Every record, from the first line to the last, needs to be given again exactly.

________________________

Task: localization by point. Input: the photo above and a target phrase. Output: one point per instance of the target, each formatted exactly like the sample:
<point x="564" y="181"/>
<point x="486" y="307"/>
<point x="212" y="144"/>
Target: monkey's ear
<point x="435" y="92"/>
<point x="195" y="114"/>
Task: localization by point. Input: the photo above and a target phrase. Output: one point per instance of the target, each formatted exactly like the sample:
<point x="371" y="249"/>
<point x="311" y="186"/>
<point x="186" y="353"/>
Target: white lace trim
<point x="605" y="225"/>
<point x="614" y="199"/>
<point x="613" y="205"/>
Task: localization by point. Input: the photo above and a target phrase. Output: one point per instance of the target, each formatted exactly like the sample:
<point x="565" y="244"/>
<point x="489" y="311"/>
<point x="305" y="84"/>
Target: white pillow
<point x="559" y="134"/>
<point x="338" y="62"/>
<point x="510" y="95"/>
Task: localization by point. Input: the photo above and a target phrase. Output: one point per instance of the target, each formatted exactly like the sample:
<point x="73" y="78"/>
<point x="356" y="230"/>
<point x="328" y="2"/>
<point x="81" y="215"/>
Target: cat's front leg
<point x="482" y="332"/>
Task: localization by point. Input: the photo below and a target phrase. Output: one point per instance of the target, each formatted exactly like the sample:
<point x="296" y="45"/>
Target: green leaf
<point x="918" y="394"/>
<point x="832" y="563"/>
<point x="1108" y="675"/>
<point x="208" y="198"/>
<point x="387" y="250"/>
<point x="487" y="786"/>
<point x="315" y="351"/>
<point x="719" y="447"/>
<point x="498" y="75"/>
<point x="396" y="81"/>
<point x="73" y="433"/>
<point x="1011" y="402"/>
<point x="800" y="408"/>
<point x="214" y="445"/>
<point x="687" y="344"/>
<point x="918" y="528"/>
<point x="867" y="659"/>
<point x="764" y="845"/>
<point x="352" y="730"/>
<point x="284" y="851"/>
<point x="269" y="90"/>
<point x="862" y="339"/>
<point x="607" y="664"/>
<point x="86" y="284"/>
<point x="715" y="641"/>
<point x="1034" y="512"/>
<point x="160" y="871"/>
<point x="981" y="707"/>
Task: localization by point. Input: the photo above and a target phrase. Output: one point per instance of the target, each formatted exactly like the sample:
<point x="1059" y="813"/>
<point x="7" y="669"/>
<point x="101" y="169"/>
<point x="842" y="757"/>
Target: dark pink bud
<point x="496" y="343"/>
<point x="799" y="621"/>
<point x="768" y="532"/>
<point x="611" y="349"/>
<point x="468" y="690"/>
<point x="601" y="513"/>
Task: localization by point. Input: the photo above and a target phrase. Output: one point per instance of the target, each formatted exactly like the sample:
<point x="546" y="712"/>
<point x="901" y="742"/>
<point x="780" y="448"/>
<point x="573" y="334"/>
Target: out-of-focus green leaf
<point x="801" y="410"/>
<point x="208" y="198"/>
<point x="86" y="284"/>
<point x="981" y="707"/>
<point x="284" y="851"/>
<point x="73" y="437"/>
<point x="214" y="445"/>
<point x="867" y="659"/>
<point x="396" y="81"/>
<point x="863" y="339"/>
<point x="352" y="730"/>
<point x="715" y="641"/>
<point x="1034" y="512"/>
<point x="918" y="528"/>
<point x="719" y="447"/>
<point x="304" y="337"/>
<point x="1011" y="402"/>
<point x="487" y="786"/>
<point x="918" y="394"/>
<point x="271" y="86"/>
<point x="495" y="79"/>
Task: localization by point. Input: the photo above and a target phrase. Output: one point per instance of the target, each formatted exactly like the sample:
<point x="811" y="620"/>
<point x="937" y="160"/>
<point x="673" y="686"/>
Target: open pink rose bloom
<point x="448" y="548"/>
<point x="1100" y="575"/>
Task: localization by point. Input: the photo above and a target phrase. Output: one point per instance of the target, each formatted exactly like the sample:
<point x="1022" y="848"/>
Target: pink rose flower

________________________

= COMPLETED EXERCISE =
Task: localization by point. Input: the photo above and a target phrase. Output: one point per instance of the target, each formatted exactly like the sample:
<point x="564" y="181"/>
<point x="486" y="307"/>
<point x="212" y="144"/>
Target: monkey's ear
<point x="435" y="92"/>
<point x="195" y="114"/>
Task: localization by point. Input: the photo above and a target phrase. Output: one point per instance of the target, each formatted exactly like the sample:
<point x="371" y="249"/>
<point x="311" y="186"/>
<point x="186" y="353"/>
Target: white lace trim
<point x="605" y="225"/>
<point x="614" y="199"/>
<point x="613" y="205"/>
Task: localization by point. Input: the photo above and a target phrase. Output: one point per instance of the target, each formatted exactly like the sample:
<point x="565" y="244"/>
<point x="489" y="311"/>
<point x="305" y="84"/>
Target: white pillow
<point x="559" y="134"/>
<point x="338" y="62"/>
<point x="510" y="95"/>
Task: localization by point. Input: the photo above and a target phrase. Output: one point per instance of the target, each formatted exactly like the sample:
<point x="73" y="78"/>
<point x="356" y="230"/>
<point x="328" y="2"/>
<point x="81" y="215"/>
Target: cat's front leg
<point x="482" y="332"/>
Task: localization by point. Input: the photo below and a target phrase. Output: one point per instance of the target, each formatted exactly like the sample:
<point x="296" y="45"/>
Target: green leaf
<point x="918" y="394"/>
<point x="832" y="563"/>
<point x="1108" y="675"/>
<point x="208" y="198"/>
<point x="387" y="250"/>
<point x="487" y="786"/>
<point x="315" y="351"/>
<point x="719" y="447"/>
<point x="498" y="75"/>
<point x="396" y="81"/>
<point x="73" y="433"/>
<point x="1011" y="402"/>
<point x="800" y="408"/>
<point x="214" y="445"/>
<point x="687" y="344"/>
<point x="918" y="528"/>
<point x="867" y="659"/>
<point x="764" y="845"/>
<point x="352" y="730"/>
<point x="284" y="851"/>
<point x="269" y="90"/>
<point x="862" y="339"/>
<point x="607" y="664"/>
<point x="86" y="284"/>
<point x="715" y="641"/>
<point x="1034" y="512"/>
<point x="160" y="871"/>
<point x="981" y="707"/>
Task: localization by point. Input: the photo above and a target phrase. Output: one point per instance of the target, each formatted exactly like the sample:
<point x="1059" y="813"/>
<point x="7" y="669"/>
<point x="101" y="169"/>
<point x="842" y="757"/>
Target: dark pink bud
<point x="496" y="343"/>
<point x="799" y="621"/>
<point x="768" y="532"/>
<point x="611" y="349"/>
<point x="468" y="690"/>
<point x="601" y="513"/>
Task: localization by point. Input: the photo above and a target phrase. Output: one point per instance of the target, each formatted exactly like the sample:
<point x="546" y="712"/>
<point x="901" y="742"/>
<point x="780" y="448"/>
<point x="573" y="334"/>
Target: out-of-focus green leaf
<point x="801" y="410"/>
<point x="208" y="198"/>
<point x="86" y="284"/>
<point x="981" y="707"/>
<point x="284" y="851"/>
<point x="73" y="437"/>
<point x="214" y="445"/>
<point x="867" y="659"/>
<point x="396" y="81"/>
<point x="863" y="339"/>
<point x="352" y="730"/>
<point x="715" y="641"/>
<point x="1034" y="512"/>
<point x="918" y="528"/>
<point x="719" y="447"/>
<point x="304" y="337"/>
<point x="1011" y="402"/>
<point x="487" y="786"/>
<point x="918" y="394"/>
<point x="271" y="86"/>
<point x="495" y="79"/>
Task: localization by point. Input: the photo above and a target phrase. Output: one point per instance of the target, each formatted exactly like the sample:
<point x="811" y="620"/>
<point x="937" y="160"/>
<point x="673" y="686"/>
Target: open pink rose bloom
<point x="448" y="548"/>
<point x="1100" y="575"/>
Task: localization by point. Input: the photo above and a target phrase. Output: one point per instance of the target, each formatted exactly like the sample:
<point x="1022" y="848"/>
Target: pink rose flower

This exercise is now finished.